Énonciations piétonnières

     Une comparaison avec l’acte de parler permet d’aller plus loin et de n’en pas rester à la seule critique des représentations graphiques, en visant, sur les bords de la lisibilité, un inaccessible au-delà. L’acte de marcher est au système urbain ce que l’énonciation (le speech act) est à la langue ou aux énoncés proférés. Au niveau le plus élémentaire, il a en effet une triple fonction «énonciative»: c’est un procès d’appropriation du système topographique par le piéton (de même que le locuteur s’approprie et assume la langue); c’est une réalisation spatiale du lieu (de même que l’acte de parole est une réalisation sonore de la langue); enfin il implique des relations entre des positions différenciées, c’est-à-dire des «contrats» pragmatiques sous la forme de mouvements (de même que l’énonciation verbale est «allocution», «implante l’autre en face» du locuteur et met en jeu des contrats entre colocuteurs). La marche semble donc trouver une première définition comme espace d’énonciation.

     On pourrait d'ailleurs étendre cette problématique aux relations que l'acte d'écrire entretient avec l'écrit, et même la transposer aux rapports de la «touche» (le et la geste du pinceau) avec le tableau exécuté (formes, couleurs, etc.).  Isolée d'abord dans le champ de la communication verbale, l'énonciation n'y aurait que l'une de ses applications, et sa modalité linguistique serait seulement le premier repérage d'une distinction beaucoup plus générale entre les formes employées dans un système et les modes d'emploi de ce système, c'est-à-dire entre deux «mondes différents» puisque «les mêmes choses» y sont envisagées selon des formalités opposées.

     Considérée sous ce biais, l'énonciation piétonnière présente trois caractéristiques qui d’emblée la distinguent du système spatial: le présent, le discontinu, le «phatique».

     D’abord, s’il est vrai qu’un ordre spatial organise un ensemble de possibilités (par exemple, par une place où l’on peut circuler) et d’interdictions (par exemple, par un mur qui empêche d’avancer), le marcheur actualise certaines d’entre elles. Par là, il les fait être autant que paraître. Mais aussi il les déplace et il en invente d’autres puisque les traverses, dérives ou improvisations de la marche, privilégient, muent ou délaissent des éléments spatiaux. Ainsi Charlie Chaplin multiplie les possibilités de sa badine: il fait d’autres choses avec la même chose et il outrepasse les limites qui fixaient à son utilisation les déterminations de l’objet. De même, le marcheur transforme en autre chose chaque signifiant spatial. Et si, d’un côté, il ne rend effectives que quelques-unes des possibilités fixées par l’ordre bâti (il va seulement ici, mais pas là), de l’autre il accroit le nombre de possibles (par exemple, en créant des raccourcis et des détours) et celui des interdits (par exemple, il s’interdit des chemins tenus pour licites ou obligatoires). Il sélectionne donc. «L’usager de la ville prélève des fragments de l’énoncé pour les actualiser en secret» (Roland Barthes).

## Entrées fournies
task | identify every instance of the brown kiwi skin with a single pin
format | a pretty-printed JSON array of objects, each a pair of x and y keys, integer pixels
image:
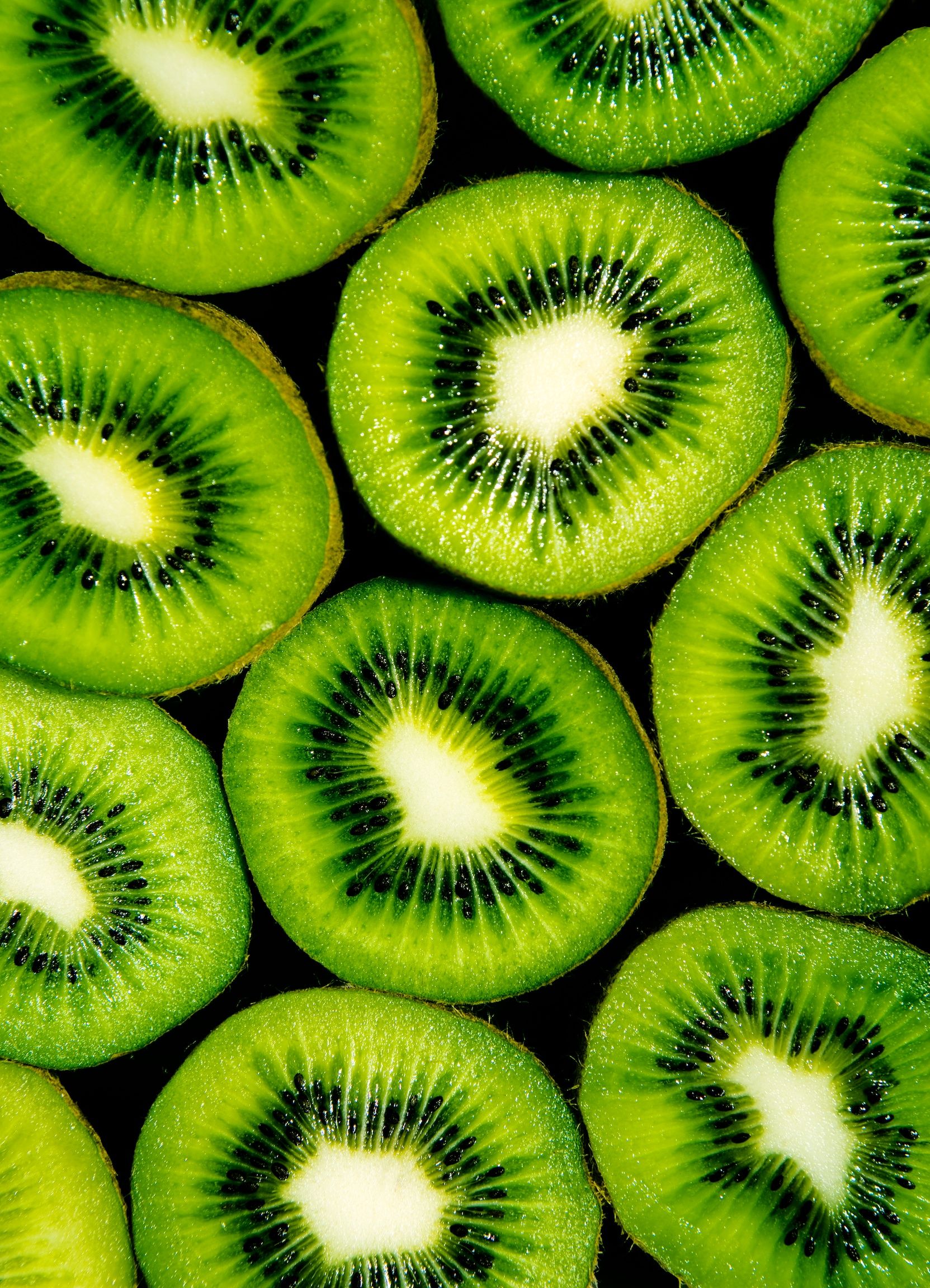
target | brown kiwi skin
[
  {"x": 759, "y": 484},
  {"x": 610, "y": 674},
  {"x": 252, "y": 345},
  {"x": 424, "y": 150},
  {"x": 97, "y": 1142},
  {"x": 735, "y": 903},
  {"x": 669, "y": 556},
  {"x": 906, "y": 424}
]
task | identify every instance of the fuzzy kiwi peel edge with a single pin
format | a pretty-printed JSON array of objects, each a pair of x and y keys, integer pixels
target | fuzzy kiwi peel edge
[{"x": 250, "y": 345}]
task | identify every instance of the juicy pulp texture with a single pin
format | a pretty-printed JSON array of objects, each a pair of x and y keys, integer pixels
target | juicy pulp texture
[
  {"x": 639, "y": 84},
  {"x": 442, "y": 795},
  {"x": 358, "y": 1139},
  {"x": 200, "y": 147},
  {"x": 792, "y": 683},
  {"x": 165, "y": 508},
  {"x": 580, "y": 373},
  {"x": 853, "y": 235},
  {"x": 124, "y": 906},
  {"x": 757, "y": 1099},
  {"x": 62, "y": 1221}
]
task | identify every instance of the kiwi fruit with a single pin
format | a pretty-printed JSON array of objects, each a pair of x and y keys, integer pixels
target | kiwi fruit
[
  {"x": 64, "y": 1224},
  {"x": 200, "y": 146},
  {"x": 124, "y": 905},
  {"x": 638, "y": 84},
  {"x": 165, "y": 505},
  {"x": 341, "y": 1139},
  {"x": 853, "y": 235},
  {"x": 580, "y": 373},
  {"x": 792, "y": 688},
  {"x": 757, "y": 1098},
  {"x": 442, "y": 795}
]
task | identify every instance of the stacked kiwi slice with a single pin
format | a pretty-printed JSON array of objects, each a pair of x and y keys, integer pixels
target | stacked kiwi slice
[
  {"x": 853, "y": 235},
  {"x": 124, "y": 905},
  {"x": 757, "y": 1098},
  {"x": 213, "y": 146},
  {"x": 353, "y": 1140},
  {"x": 580, "y": 374},
  {"x": 792, "y": 681},
  {"x": 64, "y": 1223},
  {"x": 636, "y": 84},
  {"x": 165, "y": 505},
  {"x": 442, "y": 795}
]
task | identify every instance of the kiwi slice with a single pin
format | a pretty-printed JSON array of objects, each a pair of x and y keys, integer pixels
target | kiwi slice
[
  {"x": 64, "y": 1224},
  {"x": 792, "y": 687},
  {"x": 165, "y": 505},
  {"x": 355, "y": 1140},
  {"x": 442, "y": 795},
  {"x": 124, "y": 906},
  {"x": 757, "y": 1098},
  {"x": 853, "y": 235},
  {"x": 579, "y": 374},
  {"x": 201, "y": 146},
  {"x": 636, "y": 84}
]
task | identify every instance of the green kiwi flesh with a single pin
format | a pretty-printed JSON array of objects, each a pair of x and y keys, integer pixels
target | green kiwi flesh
[
  {"x": 853, "y": 235},
  {"x": 757, "y": 1099},
  {"x": 442, "y": 795},
  {"x": 579, "y": 375},
  {"x": 339, "y": 1139},
  {"x": 792, "y": 681},
  {"x": 64, "y": 1223},
  {"x": 213, "y": 146},
  {"x": 165, "y": 506},
  {"x": 124, "y": 905},
  {"x": 639, "y": 84}
]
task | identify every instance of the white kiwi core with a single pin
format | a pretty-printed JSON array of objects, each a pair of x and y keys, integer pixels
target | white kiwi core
[
  {"x": 95, "y": 493},
  {"x": 37, "y": 871},
  {"x": 801, "y": 1117},
  {"x": 550, "y": 378},
  {"x": 360, "y": 1202},
  {"x": 190, "y": 84},
  {"x": 441, "y": 789},
  {"x": 870, "y": 678}
]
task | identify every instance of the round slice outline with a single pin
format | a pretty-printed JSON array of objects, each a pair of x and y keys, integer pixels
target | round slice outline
[
  {"x": 326, "y": 768},
  {"x": 422, "y": 1100},
  {"x": 108, "y": 942},
  {"x": 848, "y": 1048},
  {"x": 247, "y": 344},
  {"x": 857, "y": 223},
  {"x": 829, "y": 777},
  {"x": 400, "y": 471},
  {"x": 54, "y": 1109},
  {"x": 275, "y": 154}
]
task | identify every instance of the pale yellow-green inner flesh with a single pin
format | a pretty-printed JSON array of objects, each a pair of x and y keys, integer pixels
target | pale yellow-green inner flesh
[
  {"x": 188, "y": 82},
  {"x": 871, "y": 676},
  {"x": 801, "y": 1117},
  {"x": 39, "y": 872},
  {"x": 360, "y": 1202}
]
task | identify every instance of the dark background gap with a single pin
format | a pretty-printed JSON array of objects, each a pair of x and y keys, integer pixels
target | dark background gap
[{"x": 477, "y": 141}]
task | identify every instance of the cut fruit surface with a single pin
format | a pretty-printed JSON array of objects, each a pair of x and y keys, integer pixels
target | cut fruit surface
[
  {"x": 579, "y": 375},
  {"x": 853, "y": 235},
  {"x": 757, "y": 1100},
  {"x": 442, "y": 795},
  {"x": 64, "y": 1224},
  {"x": 639, "y": 84},
  {"x": 352, "y": 1139},
  {"x": 199, "y": 147},
  {"x": 792, "y": 681},
  {"x": 124, "y": 905},
  {"x": 165, "y": 505}
]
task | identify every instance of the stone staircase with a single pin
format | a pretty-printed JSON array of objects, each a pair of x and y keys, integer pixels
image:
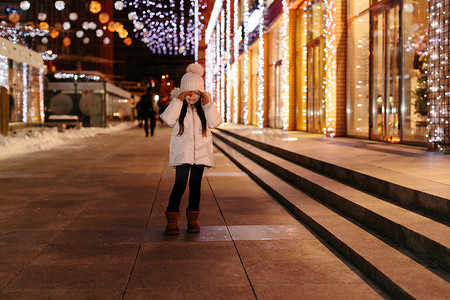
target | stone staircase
[{"x": 397, "y": 235}]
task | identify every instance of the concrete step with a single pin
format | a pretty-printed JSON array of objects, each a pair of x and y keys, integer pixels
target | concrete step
[
  {"x": 396, "y": 272},
  {"x": 428, "y": 197},
  {"x": 426, "y": 237}
]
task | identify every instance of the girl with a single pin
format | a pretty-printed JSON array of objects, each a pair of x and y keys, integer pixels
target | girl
[{"x": 191, "y": 114}]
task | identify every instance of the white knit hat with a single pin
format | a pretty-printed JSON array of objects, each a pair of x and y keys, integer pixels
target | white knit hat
[{"x": 193, "y": 80}]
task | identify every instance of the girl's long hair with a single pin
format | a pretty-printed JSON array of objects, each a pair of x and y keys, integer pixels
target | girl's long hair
[{"x": 200, "y": 112}]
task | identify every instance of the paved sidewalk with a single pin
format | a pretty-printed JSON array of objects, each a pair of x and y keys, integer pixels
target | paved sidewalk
[
  {"x": 405, "y": 165},
  {"x": 87, "y": 221}
]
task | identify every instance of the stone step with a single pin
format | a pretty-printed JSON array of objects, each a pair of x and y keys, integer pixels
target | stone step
[
  {"x": 428, "y": 238},
  {"x": 399, "y": 274},
  {"x": 428, "y": 197}
]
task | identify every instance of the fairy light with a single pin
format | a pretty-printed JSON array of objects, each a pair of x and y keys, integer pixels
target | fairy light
[
  {"x": 4, "y": 71},
  {"x": 285, "y": 65},
  {"x": 209, "y": 68},
  {"x": 168, "y": 27},
  {"x": 41, "y": 95},
  {"x": 438, "y": 103},
  {"x": 236, "y": 62},
  {"x": 182, "y": 37},
  {"x": 245, "y": 62},
  {"x": 260, "y": 112},
  {"x": 217, "y": 69},
  {"x": 196, "y": 31},
  {"x": 228, "y": 58},
  {"x": 25, "y": 93},
  {"x": 330, "y": 66},
  {"x": 222, "y": 64},
  {"x": 305, "y": 66}
]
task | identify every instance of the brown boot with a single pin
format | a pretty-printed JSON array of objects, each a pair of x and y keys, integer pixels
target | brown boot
[
  {"x": 172, "y": 223},
  {"x": 192, "y": 221}
]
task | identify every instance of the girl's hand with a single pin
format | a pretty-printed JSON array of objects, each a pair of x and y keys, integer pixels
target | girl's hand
[
  {"x": 206, "y": 97},
  {"x": 182, "y": 96}
]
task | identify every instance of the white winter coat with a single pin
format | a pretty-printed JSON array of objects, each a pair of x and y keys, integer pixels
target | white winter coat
[{"x": 191, "y": 147}]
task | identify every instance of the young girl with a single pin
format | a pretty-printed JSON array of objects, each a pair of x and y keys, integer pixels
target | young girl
[{"x": 191, "y": 114}]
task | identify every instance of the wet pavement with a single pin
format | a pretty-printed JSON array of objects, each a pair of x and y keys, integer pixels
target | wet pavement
[{"x": 87, "y": 221}]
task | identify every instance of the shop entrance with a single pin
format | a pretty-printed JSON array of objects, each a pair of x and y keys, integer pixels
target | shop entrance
[
  {"x": 386, "y": 66},
  {"x": 316, "y": 93}
]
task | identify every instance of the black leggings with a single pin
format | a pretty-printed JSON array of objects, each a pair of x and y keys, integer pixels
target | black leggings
[{"x": 195, "y": 182}]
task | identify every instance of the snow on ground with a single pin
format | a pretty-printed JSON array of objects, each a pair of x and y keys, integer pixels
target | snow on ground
[{"x": 49, "y": 138}]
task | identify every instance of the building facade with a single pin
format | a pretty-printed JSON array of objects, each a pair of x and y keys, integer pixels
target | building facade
[
  {"x": 22, "y": 74},
  {"x": 359, "y": 68}
]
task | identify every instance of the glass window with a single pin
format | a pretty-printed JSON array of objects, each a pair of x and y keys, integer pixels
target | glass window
[
  {"x": 301, "y": 66},
  {"x": 316, "y": 20},
  {"x": 355, "y": 7},
  {"x": 415, "y": 58},
  {"x": 254, "y": 82},
  {"x": 358, "y": 76}
]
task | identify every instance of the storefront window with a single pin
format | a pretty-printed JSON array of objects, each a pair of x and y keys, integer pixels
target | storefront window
[
  {"x": 355, "y": 7},
  {"x": 274, "y": 113},
  {"x": 16, "y": 90},
  {"x": 254, "y": 83},
  {"x": 316, "y": 101},
  {"x": 316, "y": 20},
  {"x": 34, "y": 95},
  {"x": 358, "y": 76},
  {"x": 301, "y": 69},
  {"x": 415, "y": 58}
]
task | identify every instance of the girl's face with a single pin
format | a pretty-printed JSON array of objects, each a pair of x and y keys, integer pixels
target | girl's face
[{"x": 192, "y": 97}]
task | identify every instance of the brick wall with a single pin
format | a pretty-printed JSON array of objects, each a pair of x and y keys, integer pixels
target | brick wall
[
  {"x": 341, "y": 67},
  {"x": 292, "y": 77}
]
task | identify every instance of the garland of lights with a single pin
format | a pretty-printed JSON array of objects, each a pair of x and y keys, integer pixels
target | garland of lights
[
  {"x": 196, "y": 31},
  {"x": 236, "y": 41},
  {"x": 330, "y": 66},
  {"x": 246, "y": 34},
  {"x": 222, "y": 64},
  {"x": 305, "y": 65},
  {"x": 19, "y": 32},
  {"x": 158, "y": 21},
  {"x": 438, "y": 104},
  {"x": 217, "y": 68},
  {"x": 4, "y": 71},
  {"x": 285, "y": 66},
  {"x": 260, "y": 112},
  {"x": 25, "y": 93},
  {"x": 228, "y": 58},
  {"x": 41, "y": 94}
]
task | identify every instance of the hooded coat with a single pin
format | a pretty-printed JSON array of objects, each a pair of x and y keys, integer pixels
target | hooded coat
[{"x": 191, "y": 147}]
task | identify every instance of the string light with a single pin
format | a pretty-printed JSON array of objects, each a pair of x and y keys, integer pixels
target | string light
[
  {"x": 260, "y": 112},
  {"x": 41, "y": 95},
  {"x": 285, "y": 66},
  {"x": 48, "y": 55},
  {"x": 25, "y": 93},
  {"x": 4, "y": 71},
  {"x": 236, "y": 41},
  {"x": 330, "y": 67},
  {"x": 228, "y": 59},
  {"x": 438, "y": 104},
  {"x": 245, "y": 62},
  {"x": 196, "y": 13},
  {"x": 158, "y": 23},
  {"x": 222, "y": 64}
]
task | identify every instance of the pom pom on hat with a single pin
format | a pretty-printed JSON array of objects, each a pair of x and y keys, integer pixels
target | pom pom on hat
[
  {"x": 195, "y": 68},
  {"x": 192, "y": 80}
]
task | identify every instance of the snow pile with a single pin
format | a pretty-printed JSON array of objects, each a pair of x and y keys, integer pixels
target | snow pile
[{"x": 49, "y": 138}]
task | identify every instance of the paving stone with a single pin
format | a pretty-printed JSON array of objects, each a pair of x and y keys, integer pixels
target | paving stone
[{"x": 92, "y": 227}]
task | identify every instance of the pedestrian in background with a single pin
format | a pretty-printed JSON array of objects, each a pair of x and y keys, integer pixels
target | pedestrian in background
[
  {"x": 139, "y": 112},
  {"x": 191, "y": 114},
  {"x": 148, "y": 111},
  {"x": 5, "y": 111}
]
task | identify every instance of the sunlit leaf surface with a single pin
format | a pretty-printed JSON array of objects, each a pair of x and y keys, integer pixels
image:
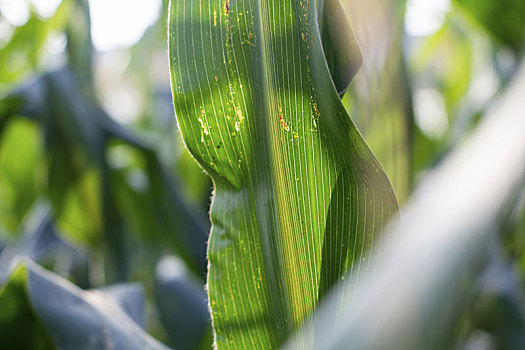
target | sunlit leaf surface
[{"x": 299, "y": 197}]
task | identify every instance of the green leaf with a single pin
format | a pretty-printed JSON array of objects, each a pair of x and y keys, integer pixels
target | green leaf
[
  {"x": 20, "y": 328},
  {"x": 299, "y": 197},
  {"x": 504, "y": 20},
  {"x": 52, "y": 308},
  {"x": 182, "y": 306}
]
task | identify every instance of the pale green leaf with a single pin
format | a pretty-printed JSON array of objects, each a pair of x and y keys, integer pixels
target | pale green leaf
[{"x": 299, "y": 197}]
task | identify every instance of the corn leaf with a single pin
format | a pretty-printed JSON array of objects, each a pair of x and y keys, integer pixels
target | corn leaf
[{"x": 299, "y": 197}]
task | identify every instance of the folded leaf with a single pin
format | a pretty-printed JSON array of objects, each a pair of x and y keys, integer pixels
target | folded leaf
[{"x": 299, "y": 197}]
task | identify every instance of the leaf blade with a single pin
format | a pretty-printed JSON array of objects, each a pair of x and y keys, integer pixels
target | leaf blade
[{"x": 257, "y": 108}]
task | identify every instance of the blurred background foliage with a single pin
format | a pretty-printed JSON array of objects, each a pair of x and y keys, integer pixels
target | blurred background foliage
[{"x": 96, "y": 185}]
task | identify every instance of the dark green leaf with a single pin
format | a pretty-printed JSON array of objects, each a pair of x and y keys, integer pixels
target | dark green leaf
[{"x": 299, "y": 198}]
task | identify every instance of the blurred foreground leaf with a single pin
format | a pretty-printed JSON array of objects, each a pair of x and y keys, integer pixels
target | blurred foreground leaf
[
  {"x": 183, "y": 306},
  {"x": 60, "y": 315}
]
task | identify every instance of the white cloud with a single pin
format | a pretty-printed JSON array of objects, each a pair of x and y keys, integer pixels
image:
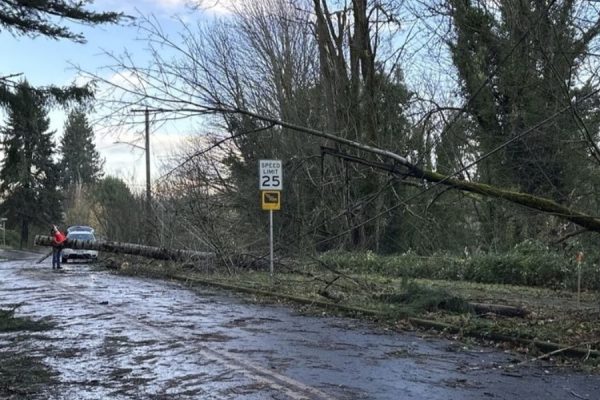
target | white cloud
[
  {"x": 211, "y": 6},
  {"x": 129, "y": 162}
]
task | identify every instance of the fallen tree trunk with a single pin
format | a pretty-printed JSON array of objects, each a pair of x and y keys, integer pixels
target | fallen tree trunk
[
  {"x": 500, "y": 309},
  {"x": 158, "y": 253}
]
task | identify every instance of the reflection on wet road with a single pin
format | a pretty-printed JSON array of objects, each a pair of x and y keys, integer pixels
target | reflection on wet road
[{"x": 130, "y": 338}]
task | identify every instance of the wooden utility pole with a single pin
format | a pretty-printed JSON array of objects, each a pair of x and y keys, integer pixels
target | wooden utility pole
[
  {"x": 146, "y": 148},
  {"x": 148, "y": 191}
]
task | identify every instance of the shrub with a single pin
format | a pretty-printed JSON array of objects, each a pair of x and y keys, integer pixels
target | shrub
[{"x": 529, "y": 263}]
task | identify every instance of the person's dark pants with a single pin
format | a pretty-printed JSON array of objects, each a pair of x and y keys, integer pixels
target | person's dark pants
[{"x": 56, "y": 257}]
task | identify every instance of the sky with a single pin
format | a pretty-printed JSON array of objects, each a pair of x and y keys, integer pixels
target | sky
[{"x": 44, "y": 61}]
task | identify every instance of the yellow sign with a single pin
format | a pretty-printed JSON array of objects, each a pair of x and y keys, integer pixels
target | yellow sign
[{"x": 270, "y": 200}]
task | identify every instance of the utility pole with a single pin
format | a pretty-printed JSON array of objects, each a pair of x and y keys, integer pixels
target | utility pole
[
  {"x": 146, "y": 148},
  {"x": 148, "y": 191}
]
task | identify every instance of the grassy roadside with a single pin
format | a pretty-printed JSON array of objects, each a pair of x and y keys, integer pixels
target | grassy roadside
[
  {"x": 21, "y": 375},
  {"x": 553, "y": 315}
]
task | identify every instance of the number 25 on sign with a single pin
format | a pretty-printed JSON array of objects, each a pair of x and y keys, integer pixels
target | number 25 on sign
[{"x": 270, "y": 175}]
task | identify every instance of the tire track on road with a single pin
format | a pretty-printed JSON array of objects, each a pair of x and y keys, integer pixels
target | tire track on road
[{"x": 288, "y": 386}]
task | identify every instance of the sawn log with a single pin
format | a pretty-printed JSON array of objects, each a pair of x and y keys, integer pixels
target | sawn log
[{"x": 159, "y": 253}]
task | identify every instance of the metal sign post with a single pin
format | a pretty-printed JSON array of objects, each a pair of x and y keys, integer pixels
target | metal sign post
[
  {"x": 3, "y": 221},
  {"x": 270, "y": 174}
]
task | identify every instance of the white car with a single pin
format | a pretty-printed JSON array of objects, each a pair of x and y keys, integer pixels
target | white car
[{"x": 71, "y": 254}]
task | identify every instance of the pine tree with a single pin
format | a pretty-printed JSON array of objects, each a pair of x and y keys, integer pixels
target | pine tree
[
  {"x": 28, "y": 174},
  {"x": 44, "y": 17},
  {"x": 80, "y": 161}
]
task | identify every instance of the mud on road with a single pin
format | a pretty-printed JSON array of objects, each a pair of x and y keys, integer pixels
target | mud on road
[{"x": 129, "y": 338}]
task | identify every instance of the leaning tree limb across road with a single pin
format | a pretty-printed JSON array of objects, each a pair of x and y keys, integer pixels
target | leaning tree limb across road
[{"x": 159, "y": 253}]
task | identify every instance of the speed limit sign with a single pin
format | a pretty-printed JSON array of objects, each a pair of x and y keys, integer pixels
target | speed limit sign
[{"x": 270, "y": 174}]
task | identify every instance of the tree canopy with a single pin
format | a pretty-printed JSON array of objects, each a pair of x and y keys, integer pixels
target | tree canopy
[{"x": 46, "y": 17}]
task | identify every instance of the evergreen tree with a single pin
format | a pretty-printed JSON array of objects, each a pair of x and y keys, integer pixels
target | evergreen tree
[
  {"x": 42, "y": 17},
  {"x": 80, "y": 162},
  {"x": 28, "y": 175}
]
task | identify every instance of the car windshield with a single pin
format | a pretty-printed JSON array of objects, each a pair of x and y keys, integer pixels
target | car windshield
[
  {"x": 81, "y": 236},
  {"x": 80, "y": 228}
]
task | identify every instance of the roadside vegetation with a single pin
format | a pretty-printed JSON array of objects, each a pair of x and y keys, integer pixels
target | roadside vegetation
[{"x": 22, "y": 375}]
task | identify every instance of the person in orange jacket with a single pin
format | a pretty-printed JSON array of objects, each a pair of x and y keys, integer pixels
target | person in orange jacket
[{"x": 58, "y": 239}]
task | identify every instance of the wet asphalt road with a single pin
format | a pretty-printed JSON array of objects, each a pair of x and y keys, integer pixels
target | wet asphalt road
[{"x": 129, "y": 338}]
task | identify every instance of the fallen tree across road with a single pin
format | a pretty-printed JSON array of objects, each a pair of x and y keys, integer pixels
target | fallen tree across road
[{"x": 158, "y": 253}]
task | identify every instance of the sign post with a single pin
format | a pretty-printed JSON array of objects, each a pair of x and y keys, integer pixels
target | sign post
[
  {"x": 3, "y": 222},
  {"x": 270, "y": 175},
  {"x": 579, "y": 259}
]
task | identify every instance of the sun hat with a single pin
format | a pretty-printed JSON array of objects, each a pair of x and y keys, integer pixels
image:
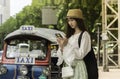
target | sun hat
[{"x": 75, "y": 13}]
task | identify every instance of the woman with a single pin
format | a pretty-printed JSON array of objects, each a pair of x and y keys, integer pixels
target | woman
[{"x": 69, "y": 50}]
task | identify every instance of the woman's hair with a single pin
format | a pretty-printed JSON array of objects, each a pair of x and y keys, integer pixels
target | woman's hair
[{"x": 80, "y": 23}]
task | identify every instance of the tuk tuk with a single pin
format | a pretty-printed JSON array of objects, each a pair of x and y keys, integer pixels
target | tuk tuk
[{"x": 27, "y": 54}]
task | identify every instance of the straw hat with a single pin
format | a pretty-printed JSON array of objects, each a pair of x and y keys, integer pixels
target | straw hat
[{"x": 75, "y": 13}]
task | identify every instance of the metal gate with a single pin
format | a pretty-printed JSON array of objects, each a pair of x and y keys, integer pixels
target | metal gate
[{"x": 111, "y": 33}]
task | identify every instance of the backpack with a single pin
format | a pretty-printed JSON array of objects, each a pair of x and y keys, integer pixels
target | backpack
[{"x": 90, "y": 62}]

## Exercices
a. D'après le texte source, à quoi l'acte de marcher correspond-il lorsqu'on le rapporte au système urbain ?
b. Énumérez toutes les caractéristiques qui, selon le texte source, distinguent d'emblée l'énonciation piétonnière du système spatial.
c. Extrayez du texte source le passage qui commence par « On pourrait d'ailleurs » et se termine par « des formalités opposées. ».

## Corrigé
a. Il correspond à ce que l'énonciation (le speech act) est à la langue ou aux énoncés proférés.

b. Le présent, le discontinu, le « phatique ».

c.
On pourrait d'ailleurs étendre cette problématique aux relations que l'acte d'écrire entretient avec l'écrit, et même la transposer aux rapports de la «touche» (le et la geste du pinceau) avec le tableau exécuté (formes, couleurs, etc.).  Isolée d'abord dans le champ de la communication verbale, l'énonciation n'y aurait que l'une de ses applications, et sa modalité linguistique serait seulement le premier repérage d'une distinction beaucoup plus générale entre les formes employées dans un système et les modes d'emploi de ce système, c'est-à-dire entre deux «mondes différents» puisque «les mêmes choses» y sont envisagées selon des formalités opposées.